== Objective ==
Rescale the records below by writing out all of their lines again, requests included, but multiply each point coordinate in the answers by 0.8 and round it to a whole number, with halves rounding up. Leave the request lines and their sample output numbers as they are, and omit the pictures from your answer.

== Data provided ==
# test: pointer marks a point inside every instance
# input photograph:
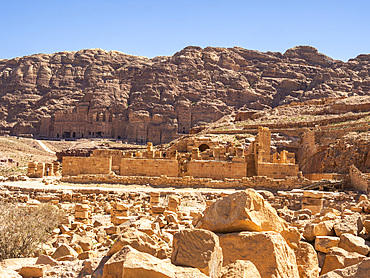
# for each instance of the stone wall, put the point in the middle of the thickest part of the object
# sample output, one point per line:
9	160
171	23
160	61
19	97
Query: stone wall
324	176
217	169
359	181
73	166
191	182
116	156
149	167
277	171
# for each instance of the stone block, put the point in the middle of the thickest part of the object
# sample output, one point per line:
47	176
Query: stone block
197	248
324	243
268	251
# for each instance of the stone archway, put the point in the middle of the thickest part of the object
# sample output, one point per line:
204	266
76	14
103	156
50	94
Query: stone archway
203	147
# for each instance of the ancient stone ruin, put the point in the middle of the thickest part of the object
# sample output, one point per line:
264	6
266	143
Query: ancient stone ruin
202	162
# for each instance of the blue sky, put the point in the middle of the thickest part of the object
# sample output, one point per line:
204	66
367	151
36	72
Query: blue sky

== Correct answer ==
# test: pointer marks a point inside every instance
# input photograph:
# for each instance of the stone wall, put the point in the middle of the thickest part of the object
# sample output, one point per line:
9	160
171	23
160	61
19	97
Query: stone wall
259	141
174	135
287	145
58	133
153	146
93	125
119	134
222	137
# for each instance of the stone block, put the point in the middle of the thickest part of the object
# sample output, one point per line:
47	176
Query: stone block
158	198
259	194
214	201
# for each instance of the stone archway, put the point in the middle of the thickest part of the object
# sample output, one point per line:
204	266
76	14
103	156
50	94
Query: stone archway
162	118
# for each instance of the ancient stone ruin, put the point in the middle of the thickest part of the object
# sample output, one point per line:
264	6
266	143
Query: ancient stone ruin
162	130
# for each instance of the blue sky, put the point in the middle of the thickest part of the object
# sample output, one point per line:
204	66
367	151
36	72
Query: blue sky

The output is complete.